> [SUPPLIED TEXT]:
⟨

| name | writing-skills |
| description | Use when creating, editing, pruning, or verifying skills before deployment. |
Writing Skills
Skills are process code. Edit them with the same discipline as production code:
baseline failure, minimal guidance, verification.
Purpose: keep reusable agent behavior small, discoverable, and tested.
Consumer: agents authoring or maintaining SKILL.md files and supporting skill
assets.
Failure consequence: bloated or untested skills misroute agents, duplicate
doctrine, or create hidden exemptions.
Redteam forwarder: Before declaring a new or modified skill done, run /redteam:review with the security (hack) lane on the skill file. Catches prompt-injection vectors in skill instructions, ambiguous phrasing that could be misinterpreted, missing doctrinal structure (Purpose/Consumer/Failure consequence/Falsifier), and missing <SUBAGENT-STOP> markers in main-agent-only skills.
Falsifier: a skill edit reliably improves agent behavior without a baseline
failure, verification scenario, or deployment check.
Use
Use for:
- New skills.
- Skill rewrites, compression, pruning, or merges.
- Skill descriptions/frontmatter.
- Supporting files under a skill directory.
Do not use skills for one-off repo policy. Put project rules in AGENTS.md,
CLAUDE.md, ADRs, tests, or policy scripts.
Discovery Contract
Frontmatter:
name: lowercase words and hyphens.
description: starts with Use when....
- Description names triggers/symptoms only, not workflow.

⟩

> [Photo-based referring expression data]:
⟨

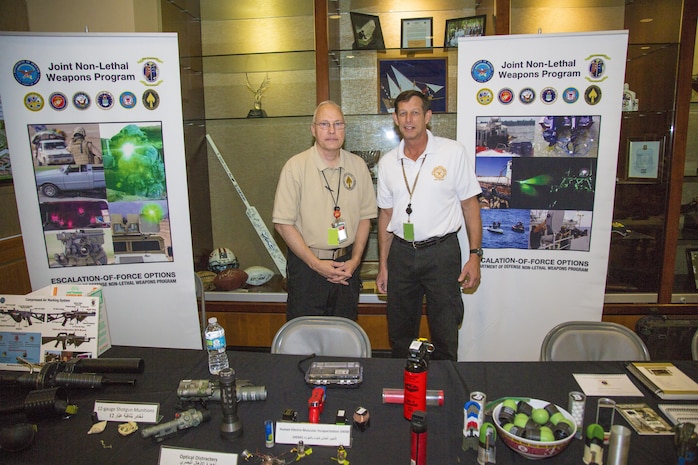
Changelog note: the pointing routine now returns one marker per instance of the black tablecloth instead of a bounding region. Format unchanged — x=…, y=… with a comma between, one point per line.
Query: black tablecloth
x=386, y=441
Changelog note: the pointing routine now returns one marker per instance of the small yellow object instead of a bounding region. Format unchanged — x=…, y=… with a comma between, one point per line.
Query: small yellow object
x=128, y=428
x=341, y=456
x=302, y=452
x=98, y=427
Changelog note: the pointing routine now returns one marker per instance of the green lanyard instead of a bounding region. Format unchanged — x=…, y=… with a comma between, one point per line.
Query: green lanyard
x=408, y=210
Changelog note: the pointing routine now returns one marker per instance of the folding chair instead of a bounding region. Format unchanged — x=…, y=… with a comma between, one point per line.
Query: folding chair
x=322, y=335
x=592, y=340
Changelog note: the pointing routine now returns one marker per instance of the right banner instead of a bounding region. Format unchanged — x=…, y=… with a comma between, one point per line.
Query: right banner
x=541, y=115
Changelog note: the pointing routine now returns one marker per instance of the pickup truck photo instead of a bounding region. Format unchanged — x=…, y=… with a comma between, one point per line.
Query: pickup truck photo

⟩

> [ABOUT THIS EXERCISE]:
List every place where the skill-writing guide says project rules belong instead of in skills. None of the items are needed for this.

> [ANSWER BELOW]:
- AGENTS.md
- CLAUDE.md
- ADRs
- tests
- policy scripts